Do this
From the text on the film's portrayal of the Depression, extract the passage starting at "For present-day viewers, the" and ending at "at that time.", copied word for word.

Text section
-- -- --

Arthur Penn's Depiction Of The Depression
A registered user at IMDb by the name Ironside writes on "Bonnie And Clyde" here:
"One of the stimulating moments in the film happens when Clyde chases Bonnie through a yellow corn field, while a cloud transverses
the sun and slowly shadows the landscape...Here the characteristic quality of the Texas countryside and the vague aspect of the story are beautifully communicated.."
This is precisely the reason why I have always wanted to commend, recommend and suggest this movie to anybody looking for a good movie to watch. The cloud travelling over the fields. I have seen the movie several times to relive this rare poetic scene. The impact of a subtle conveyance of the meaning of life by the passage of the cloud have always felt so good.
Arthur Penn's masterpiece "Bonnie And Clyde" was nominated for ten Academy Awards, including Best Picture, won two Oscars, one for Best Actress in a Supporting Role and another for Best Cinematography.
For present-day viewers, the movie might pass as 'just another' gangster movie with too many bullets, but judging by the time it was produced (1967), it was a miraculous achievement not only in its artistic quality but also in addressing issues that were almost taboos at that time.
The movie was based on the novel
"The Dillinger Days" by John Toland about
a true story that took place during the years of economic depression in the thirties of the 20th century.
A waitress Bonnie Parker, falls in love with this young bank robber and off goes the couple, robbing banks and stores and appearing as having real fun until they fall in the ambush.

-- -- --

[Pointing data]

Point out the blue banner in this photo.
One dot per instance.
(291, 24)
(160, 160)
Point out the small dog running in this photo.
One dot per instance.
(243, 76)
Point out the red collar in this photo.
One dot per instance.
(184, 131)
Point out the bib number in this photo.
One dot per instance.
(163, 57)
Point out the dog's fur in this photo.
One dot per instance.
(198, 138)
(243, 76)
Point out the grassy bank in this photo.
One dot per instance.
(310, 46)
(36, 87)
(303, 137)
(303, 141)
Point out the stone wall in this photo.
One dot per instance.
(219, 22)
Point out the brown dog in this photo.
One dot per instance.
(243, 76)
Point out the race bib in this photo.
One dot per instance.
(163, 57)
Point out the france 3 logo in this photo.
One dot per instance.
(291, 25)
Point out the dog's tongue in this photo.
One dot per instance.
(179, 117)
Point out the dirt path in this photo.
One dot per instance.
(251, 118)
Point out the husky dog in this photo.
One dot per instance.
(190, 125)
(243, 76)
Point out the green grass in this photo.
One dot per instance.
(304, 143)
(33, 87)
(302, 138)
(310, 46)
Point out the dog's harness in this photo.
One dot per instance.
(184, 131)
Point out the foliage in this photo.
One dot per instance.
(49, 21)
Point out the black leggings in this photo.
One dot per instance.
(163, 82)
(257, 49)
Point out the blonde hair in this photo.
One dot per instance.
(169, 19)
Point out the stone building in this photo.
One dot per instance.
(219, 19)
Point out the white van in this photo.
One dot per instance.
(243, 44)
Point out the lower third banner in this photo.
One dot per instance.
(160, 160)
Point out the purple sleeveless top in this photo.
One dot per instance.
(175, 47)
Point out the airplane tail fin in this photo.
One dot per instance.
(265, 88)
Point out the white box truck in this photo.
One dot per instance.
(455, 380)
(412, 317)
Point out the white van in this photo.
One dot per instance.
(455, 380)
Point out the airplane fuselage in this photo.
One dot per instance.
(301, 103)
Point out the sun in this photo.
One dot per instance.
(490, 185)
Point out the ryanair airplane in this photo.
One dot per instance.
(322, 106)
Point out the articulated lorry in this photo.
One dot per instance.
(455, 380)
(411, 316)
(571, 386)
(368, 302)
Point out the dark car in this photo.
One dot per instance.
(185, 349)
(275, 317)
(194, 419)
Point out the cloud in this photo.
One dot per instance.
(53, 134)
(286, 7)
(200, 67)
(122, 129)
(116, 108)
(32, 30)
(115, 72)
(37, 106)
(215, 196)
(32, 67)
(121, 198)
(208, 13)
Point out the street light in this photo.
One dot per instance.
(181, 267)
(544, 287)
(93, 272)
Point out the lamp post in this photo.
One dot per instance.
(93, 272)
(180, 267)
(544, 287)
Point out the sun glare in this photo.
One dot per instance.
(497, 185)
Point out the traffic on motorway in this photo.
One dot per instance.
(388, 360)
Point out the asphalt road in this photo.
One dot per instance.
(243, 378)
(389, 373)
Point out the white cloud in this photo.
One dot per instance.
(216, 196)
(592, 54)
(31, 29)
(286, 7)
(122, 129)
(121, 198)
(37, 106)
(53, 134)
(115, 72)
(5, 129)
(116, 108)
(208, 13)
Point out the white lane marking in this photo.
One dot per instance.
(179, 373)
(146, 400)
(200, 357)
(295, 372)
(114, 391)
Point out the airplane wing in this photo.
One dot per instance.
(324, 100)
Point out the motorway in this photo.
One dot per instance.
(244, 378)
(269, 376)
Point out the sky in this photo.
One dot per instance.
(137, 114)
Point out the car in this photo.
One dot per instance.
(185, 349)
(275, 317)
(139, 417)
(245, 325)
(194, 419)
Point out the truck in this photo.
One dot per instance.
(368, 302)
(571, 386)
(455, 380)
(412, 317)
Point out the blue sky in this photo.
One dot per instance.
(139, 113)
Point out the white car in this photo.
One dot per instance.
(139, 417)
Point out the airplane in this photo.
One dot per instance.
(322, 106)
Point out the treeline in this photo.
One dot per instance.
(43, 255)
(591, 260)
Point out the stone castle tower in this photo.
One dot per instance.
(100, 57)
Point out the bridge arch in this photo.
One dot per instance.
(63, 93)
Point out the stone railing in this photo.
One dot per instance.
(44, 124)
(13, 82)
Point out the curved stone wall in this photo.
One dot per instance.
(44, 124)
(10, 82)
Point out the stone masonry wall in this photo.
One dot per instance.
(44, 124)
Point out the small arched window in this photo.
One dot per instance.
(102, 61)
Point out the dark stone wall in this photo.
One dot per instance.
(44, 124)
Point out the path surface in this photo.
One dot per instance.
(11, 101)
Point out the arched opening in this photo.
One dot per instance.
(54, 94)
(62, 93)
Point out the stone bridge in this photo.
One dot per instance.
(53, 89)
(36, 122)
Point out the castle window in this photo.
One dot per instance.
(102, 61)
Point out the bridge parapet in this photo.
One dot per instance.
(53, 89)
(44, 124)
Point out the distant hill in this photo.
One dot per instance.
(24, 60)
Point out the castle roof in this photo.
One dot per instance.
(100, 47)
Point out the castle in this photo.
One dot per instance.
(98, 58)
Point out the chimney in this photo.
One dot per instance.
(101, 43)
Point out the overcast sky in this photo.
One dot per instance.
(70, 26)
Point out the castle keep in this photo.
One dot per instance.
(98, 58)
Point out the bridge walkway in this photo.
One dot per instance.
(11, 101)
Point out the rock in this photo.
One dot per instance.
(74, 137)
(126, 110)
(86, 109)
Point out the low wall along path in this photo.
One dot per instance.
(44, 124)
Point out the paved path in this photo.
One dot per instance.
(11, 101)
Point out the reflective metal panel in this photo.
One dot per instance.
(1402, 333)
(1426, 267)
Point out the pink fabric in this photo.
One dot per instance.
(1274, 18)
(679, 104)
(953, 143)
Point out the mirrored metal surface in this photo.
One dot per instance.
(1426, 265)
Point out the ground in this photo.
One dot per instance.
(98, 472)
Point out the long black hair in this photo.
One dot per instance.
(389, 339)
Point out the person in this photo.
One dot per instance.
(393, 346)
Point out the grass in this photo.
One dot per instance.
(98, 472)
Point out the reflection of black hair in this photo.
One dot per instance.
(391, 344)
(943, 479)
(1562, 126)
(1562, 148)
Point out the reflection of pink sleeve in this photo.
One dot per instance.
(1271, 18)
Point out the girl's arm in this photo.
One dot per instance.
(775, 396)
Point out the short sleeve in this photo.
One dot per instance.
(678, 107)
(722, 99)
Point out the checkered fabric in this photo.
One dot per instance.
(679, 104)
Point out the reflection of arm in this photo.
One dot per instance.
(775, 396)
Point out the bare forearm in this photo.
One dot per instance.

-- -- --

Completed exercise
For present-day viewers, the movie might pass as 'just another' gangster movie with too many bullets, but judging by the time it was produced (1967), it was a miraculous achievement not only in its artistic quality but also in addressing issues that were almost taboos at that time.